● RICHIESTE
a) Per favore, riscrivi il passo del testo sulla conversione di san Paolo da "L’uomo convertito tenta" fino a "tendono al cielo." compreso, mettendo "dimora" al posto di "casa".
b) Nel testo sulla conversione di san Paolo, per quanti giorni Saulo rimase cieco?

====== TESTO ======

Mi sembra interessante osservare che Gesù si prende con Sé spesso i più vulnerabili, coloro che si sono macchiati di grandi peccati. Fulton Sheen diceva: “La capacità di conversione è maggiore negli individui effettivamente malvagi che non in quanti siano soddisfatti e compiaciuti di sé”. E qui non prende Paolo per farne solo un cristiano, ma per farne l’Apostolo delle genti.
Nella liturgia della festa della Conversione si legge questo racconto dagli Atti degli Apostoli, al capitolo 9: In quei giorni, Saulo, spirando ancora minacce e stragi contro i discepoli del Signore, si presentò al sommo sacerdote e gli chiese lettere per le sinagoghe di Damasco, al fine di essere autorizzato a condurre in catene a Gerusalemme tutti quelli che avesse trovato, uomini e donne, appartenenti a questa Via. E avvenne che, mentre era in viaggio e stava per avvicinarsi a Damasco, all’improvviso lo avvolse una luce dal cielo e, cadendo a terra, udì una voce che gli diceva: «Saulo, Saulo, perché mi perséguiti?». Rispose: «Chi sei, o Signore?». Ed egli: «Io sono Gesù, che tu perséguiti! Ma tu àlzati ed entra nella città e ti sarà detto ciò che devi fare». Gli uomini che facevano il cammino con lui si erano fermati ammutoliti, sentendo la voce, ma non vedendo nessuno. Saulo allora si alzò da terra, ma, aperti gli occhi, non vedeva nulla. Così, guidandolo per mano, lo condussero a Damasco. Per tre giorni rimase cieco e non prese né cibo né bevanda.
Gesù lo converte ma lo identifica: era un suo persecutore.
Io penso che ci sia una pedagogia del 25. Cosa significa? Il 25 dicembre è Natale, il 25 gennaio è la Conversione di san Paolo, il 25 marzo è l’Annunciazione. In un certo senso lo percorriamo alla rovescia: dall’annuncio c’è la conversione, e dalla conversione la nascita (o rinascita). In san Paolo l’annuncio non era ascoltato e quindi la conversione è stata drammatica. La rinascita viene annunciata in Galati 2, 20: “Sono stato crocifisso con Cristo e non sono più io che vivo, ma Cristo vive in me. Questa vita nella carne, io la vivo nella fede del Figlio di Dio, che mi ha amato e ha dato se stesso per me”.
L’uomo convertito tenta di vivere la sua nuova vita il più degnamente possibile, ma non rimane esente dai propri peccati, a volte anche gravi. È come andare da un appartamento a un altro: anche se la nuova casa è bella, spaziosa e illuminata rispetto alla precedente, tu ti porti sempre qualcosa dall’appartamento precedente che non riesci a buttare, magari inutile ma da cui non ti riesci a separare. L’uomo nuovo forse non riesce subito ad avere un nuovo comportamento degno della sua chiamata ma quello che è importante è che abbia un nuovo cuore che doni anche un nuovo sguardo. Dio ti illumina anche quando sei a terra, come nel quadro di Caravaggio, ma come nel suo quadro il viso, pur immerso nella cecità e le mani tendono al cielo.

====== INFORMAZIONI ESTRATTE ======

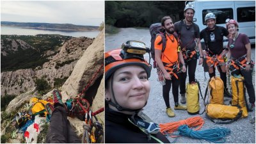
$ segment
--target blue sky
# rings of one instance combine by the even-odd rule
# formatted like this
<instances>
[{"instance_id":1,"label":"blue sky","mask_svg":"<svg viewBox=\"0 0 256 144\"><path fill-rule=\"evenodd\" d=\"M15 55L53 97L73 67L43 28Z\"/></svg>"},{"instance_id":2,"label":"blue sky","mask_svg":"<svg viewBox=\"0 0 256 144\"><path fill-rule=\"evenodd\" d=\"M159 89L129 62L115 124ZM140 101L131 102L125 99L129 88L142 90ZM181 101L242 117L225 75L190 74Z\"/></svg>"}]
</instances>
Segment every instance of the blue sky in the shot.
<instances>
[{"instance_id":1,"label":"blue sky","mask_svg":"<svg viewBox=\"0 0 256 144\"><path fill-rule=\"evenodd\" d=\"M1 20L99 26L104 1L1 1Z\"/></svg>"}]
</instances>

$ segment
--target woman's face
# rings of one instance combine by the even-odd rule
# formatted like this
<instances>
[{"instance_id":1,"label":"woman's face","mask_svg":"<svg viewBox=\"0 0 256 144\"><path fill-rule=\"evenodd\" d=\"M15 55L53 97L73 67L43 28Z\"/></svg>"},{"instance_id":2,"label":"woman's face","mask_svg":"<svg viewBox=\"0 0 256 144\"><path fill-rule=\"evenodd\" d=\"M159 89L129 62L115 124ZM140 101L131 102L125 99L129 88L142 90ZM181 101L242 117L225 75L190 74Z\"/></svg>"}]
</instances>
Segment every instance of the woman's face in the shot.
<instances>
[{"instance_id":1,"label":"woman's face","mask_svg":"<svg viewBox=\"0 0 256 144\"><path fill-rule=\"evenodd\" d=\"M230 34L235 34L237 31L237 27L234 24L228 24L228 31Z\"/></svg>"},{"instance_id":2,"label":"woman's face","mask_svg":"<svg viewBox=\"0 0 256 144\"><path fill-rule=\"evenodd\" d=\"M138 66L127 66L118 69L113 76L113 90L119 105L131 109L145 106L150 87L144 68ZM106 89L105 95L115 103L111 83L108 84L109 86Z\"/></svg>"}]
</instances>

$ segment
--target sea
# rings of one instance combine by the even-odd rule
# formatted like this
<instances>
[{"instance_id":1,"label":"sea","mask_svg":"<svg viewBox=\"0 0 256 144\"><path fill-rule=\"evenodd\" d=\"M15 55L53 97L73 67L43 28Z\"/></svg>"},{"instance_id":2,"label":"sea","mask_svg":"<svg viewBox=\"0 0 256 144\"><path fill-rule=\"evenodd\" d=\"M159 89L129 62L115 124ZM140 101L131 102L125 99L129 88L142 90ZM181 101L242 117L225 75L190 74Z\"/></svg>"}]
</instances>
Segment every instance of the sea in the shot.
<instances>
[{"instance_id":1,"label":"sea","mask_svg":"<svg viewBox=\"0 0 256 144\"><path fill-rule=\"evenodd\" d=\"M36 35L38 34L59 34L73 37L86 36L96 38L100 33L99 31L52 31L36 29L27 29L17 27L1 26L1 35Z\"/></svg>"}]
</instances>

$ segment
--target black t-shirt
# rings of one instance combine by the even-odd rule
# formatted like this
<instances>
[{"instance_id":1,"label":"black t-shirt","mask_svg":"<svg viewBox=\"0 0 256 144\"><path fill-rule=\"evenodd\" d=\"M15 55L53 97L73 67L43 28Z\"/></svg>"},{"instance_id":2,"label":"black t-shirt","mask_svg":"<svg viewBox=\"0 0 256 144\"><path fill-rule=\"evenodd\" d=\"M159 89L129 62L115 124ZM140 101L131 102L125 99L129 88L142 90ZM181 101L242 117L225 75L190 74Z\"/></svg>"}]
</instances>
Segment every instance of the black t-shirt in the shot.
<instances>
[{"instance_id":1,"label":"black t-shirt","mask_svg":"<svg viewBox=\"0 0 256 144\"><path fill-rule=\"evenodd\" d=\"M209 54L220 54L223 49L223 36L227 36L228 31L222 26L215 26L214 30L207 28L200 32L200 39L204 38L205 44L205 51L210 50ZM202 47L204 49L204 47Z\"/></svg>"},{"instance_id":2,"label":"black t-shirt","mask_svg":"<svg viewBox=\"0 0 256 144\"><path fill-rule=\"evenodd\" d=\"M105 143L159 143L154 138L148 140L148 135L138 127L134 125L128 118L131 115L118 113L106 108ZM160 132L152 136L163 143L170 143Z\"/></svg>"},{"instance_id":3,"label":"black t-shirt","mask_svg":"<svg viewBox=\"0 0 256 144\"><path fill-rule=\"evenodd\" d=\"M186 50L194 51L196 47L195 38L200 38L199 27L194 22L191 25L187 26L184 20L176 22L174 24L174 31L179 35L181 48L186 47Z\"/></svg>"}]
</instances>

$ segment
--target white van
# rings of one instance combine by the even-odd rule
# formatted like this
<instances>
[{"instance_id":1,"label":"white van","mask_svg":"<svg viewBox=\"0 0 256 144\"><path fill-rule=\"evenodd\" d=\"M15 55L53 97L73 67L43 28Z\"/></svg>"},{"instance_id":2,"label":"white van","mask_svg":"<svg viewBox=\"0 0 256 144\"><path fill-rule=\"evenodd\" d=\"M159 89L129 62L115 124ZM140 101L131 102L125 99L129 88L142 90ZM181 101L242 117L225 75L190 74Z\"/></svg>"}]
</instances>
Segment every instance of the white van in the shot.
<instances>
[{"instance_id":1,"label":"white van","mask_svg":"<svg viewBox=\"0 0 256 144\"><path fill-rule=\"evenodd\" d=\"M198 1L192 2L195 13L193 21L200 31L206 28L204 17L208 13L216 17L216 24L226 28L227 19L236 20L239 32L246 34L252 44L255 44L255 1ZM224 45L227 39L224 37ZM204 40L202 40L203 42ZM204 42L202 42L204 45Z\"/></svg>"}]
</instances>

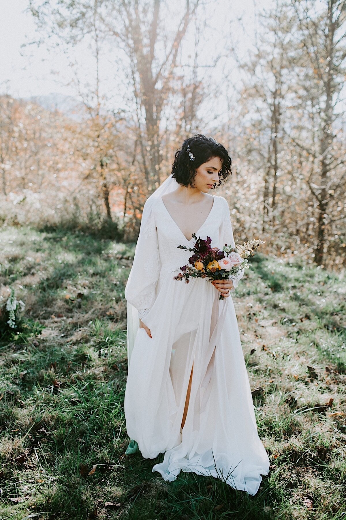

======

● PROBLEMI RISOLTI
a)
L’uomo convertito tenta di vivere la sua nuova vita il più degnamente possibile, ma non rimane esente dai propri peccati, a volte anche gravi. È come andare da un appartamento a un altro: anche se la nuova dimora è bella, spaziosa e illuminata rispetto alla precedente, tu ti porti sempre qualcosa dall’appartamento precedente che non riesci a buttare, magari inutile ma da cui non ti riesci a separare. L’uomo nuovo forse non riesce subito ad avere un nuovo comportamento degno della sua chiamata ma quello che è importante è che abbia un nuovo cuore che doni anche un nuovo sguardo. Dio ti illumina anche quando sei a terra, come nel quadro di Caravaggio, ma come nel suo quadro il viso, pur immerso nella cecità e le mani tendono al cielo.

b) Per tre giorni.